* **ACTION ITEM**
The entries are to be printed again word for word, but no picture may appear.

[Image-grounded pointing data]
****************

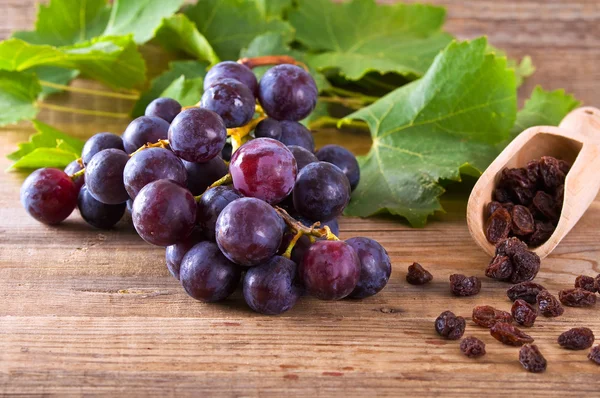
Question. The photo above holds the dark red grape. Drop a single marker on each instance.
(249, 231)
(197, 135)
(207, 275)
(265, 169)
(104, 176)
(49, 195)
(269, 288)
(164, 213)
(287, 92)
(152, 164)
(143, 130)
(330, 270)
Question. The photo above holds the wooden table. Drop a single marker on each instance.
(84, 311)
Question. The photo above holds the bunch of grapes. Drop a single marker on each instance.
(259, 211)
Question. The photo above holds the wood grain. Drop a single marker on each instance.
(87, 312)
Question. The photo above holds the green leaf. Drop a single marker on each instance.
(230, 25)
(432, 128)
(189, 69)
(18, 94)
(359, 36)
(178, 33)
(139, 17)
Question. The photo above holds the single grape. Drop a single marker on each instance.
(287, 92)
(294, 133)
(269, 288)
(231, 70)
(264, 168)
(249, 231)
(207, 275)
(330, 269)
(322, 191)
(210, 205)
(231, 100)
(268, 128)
(375, 267)
(152, 164)
(164, 108)
(143, 130)
(342, 158)
(98, 214)
(197, 135)
(49, 195)
(104, 176)
(164, 213)
(99, 142)
(202, 175)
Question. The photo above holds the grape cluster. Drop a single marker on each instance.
(265, 220)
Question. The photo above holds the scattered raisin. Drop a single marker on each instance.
(487, 316)
(527, 291)
(417, 275)
(450, 326)
(523, 313)
(463, 286)
(576, 339)
(577, 298)
(472, 347)
(509, 334)
(532, 359)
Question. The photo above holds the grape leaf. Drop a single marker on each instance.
(400, 38)
(230, 25)
(432, 128)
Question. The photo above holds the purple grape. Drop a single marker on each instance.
(210, 205)
(249, 231)
(49, 195)
(98, 214)
(268, 128)
(231, 100)
(104, 176)
(330, 270)
(201, 175)
(342, 158)
(197, 135)
(164, 108)
(152, 164)
(287, 92)
(231, 70)
(294, 133)
(322, 191)
(375, 267)
(265, 169)
(99, 142)
(164, 213)
(207, 275)
(269, 288)
(143, 130)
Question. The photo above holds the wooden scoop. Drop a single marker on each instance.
(576, 140)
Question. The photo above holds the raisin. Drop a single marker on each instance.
(450, 326)
(576, 339)
(577, 298)
(498, 226)
(487, 316)
(417, 275)
(532, 359)
(527, 291)
(523, 313)
(464, 286)
(548, 305)
(472, 347)
(509, 334)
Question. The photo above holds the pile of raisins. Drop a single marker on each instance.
(527, 202)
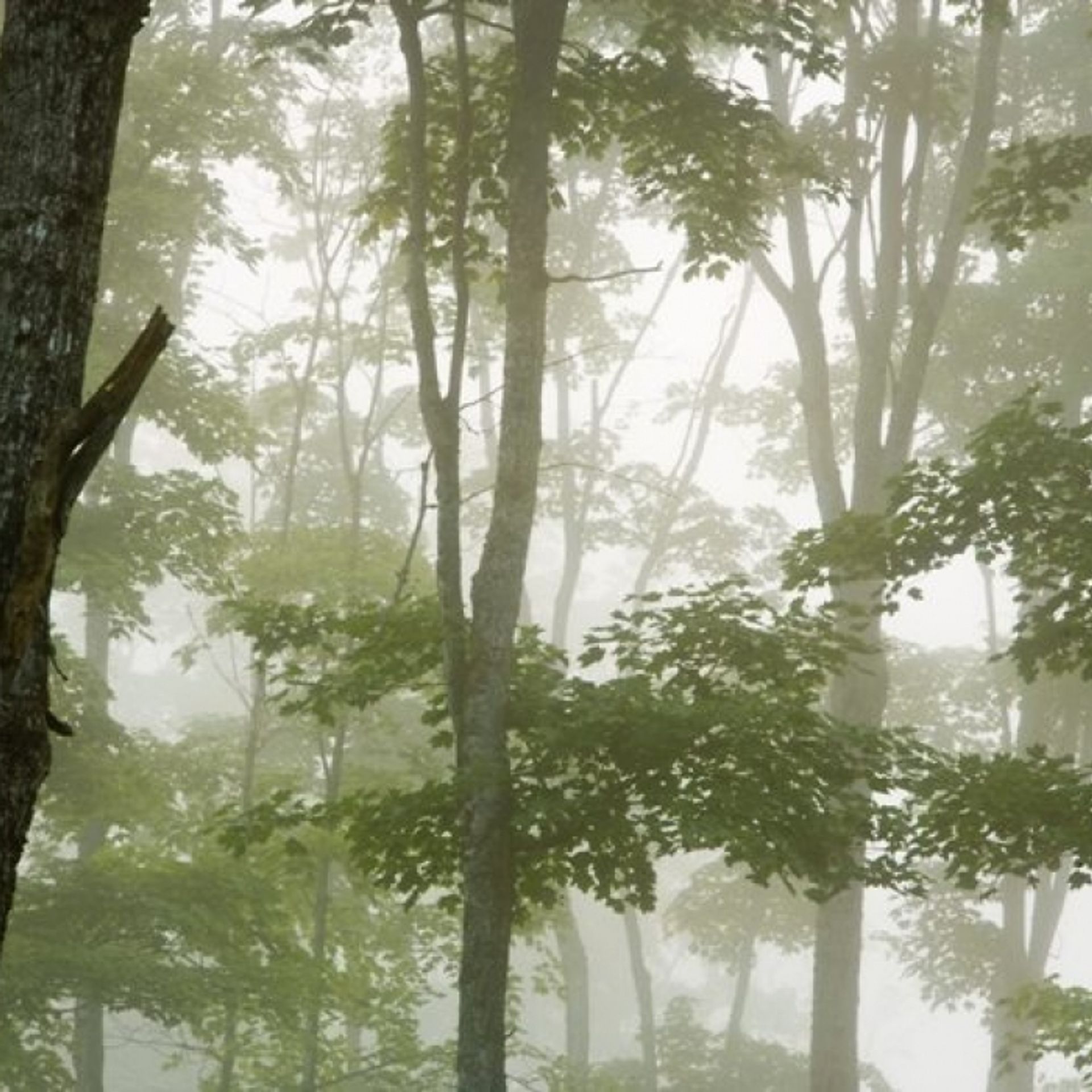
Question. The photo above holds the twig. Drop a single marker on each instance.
(576, 278)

****************

* **RESPONSE FOR THIS EXERCISE**
Question. The photo above holds the dark red grape. Drop a single marker on each instance.
(249, 231)
(197, 135)
(207, 275)
(265, 169)
(104, 176)
(49, 195)
(269, 288)
(164, 213)
(287, 92)
(152, 164)
(143, 130)
(330, 270)
Question. The photo above holds the wooden table. Drop a single marker on each instance.
(84, 311)
Question. The photo above holds the bunch of grapes. Drop a single marker on each instance.
(259, 211)
Question. The photo above holds the wood grain. Drop a single marker on each instance.
(87, 312)
Question. The photo above holds the green leaf. Drop a single marker on each instance.
(230, 25)
(432, 128)
(189, 69)
(18, 94)
(359, 36)
(178, 33)
(139, 17)
Question. The photo above holds the single grape. Drop a single marker on each instance.
(287, 92)
(294, 133)
(269, 288)
(231, 70)
(264, 168)
(249, 231)
(207, 275)
(330, 269)
(322, 191)
(210, 205)
(231, 100)
(268, 128)
(375, 267)
(152, 164)
(164, 108)
(143, 130)
(342, 158)
(98, 214)
(197, 135)
(49, 195)
(104, 176)
(164, 213)
(99, 142)
(202, 175)
Question. The photo above holds the grape cluster. Drop a single marker on each instance.
(265, 220)
Question. The photo above holds the scattered raisin. Drop a single marker on each instance.
(487, 316)
(527, 291)
(417, 275)
(450, 326)
(523, 313)
(463, 286)
(576, 339)
(577, 298)
(472, 347)
(509, 334)
(532, 359)
Question. The photo above holds the grape leaf. Drop a single marker on each instance.
(400, 38)
(230, 25)
(432, 128)
Question. The photo above holds the purple grape. Drop a single marker on each instance.
(210, 205)
(249, 231)
(49, 195)
(98, 214)
(268, 128)
(231, 100)
(104, 176)
(330, 270)
(201, 175)
(342, 158)
(197, 135)
(164, 108)
(152, 164)
(287, 92)
(231, 70)
(294, 133)
(322, 191)
(375, 267)
(265, 169)
(99, 142)
(164, 213)
(207, 275)
(269, 288)
(143, 130)
Question. The photo above holds the wooden scoop. Drop a single marker on each instance.
(576, 140)
Question. The photo above holds the raisin. Drop a single marker on each instance.
(450, 326)
(576, 339)
(577, 298)
(498, 226)
(487, 316)
(417, 275)
(532, 359)
(527, 291)
(523, 313)
(464, 286)
(548, 305)
(472, 347)
(509, 334)
Question. The photo above holds the pile of raisins. Drop a single marker on each instance.
(527, 202)
Question. The photo above holds the twig. Drop a single marker on each instance.
(576, 278)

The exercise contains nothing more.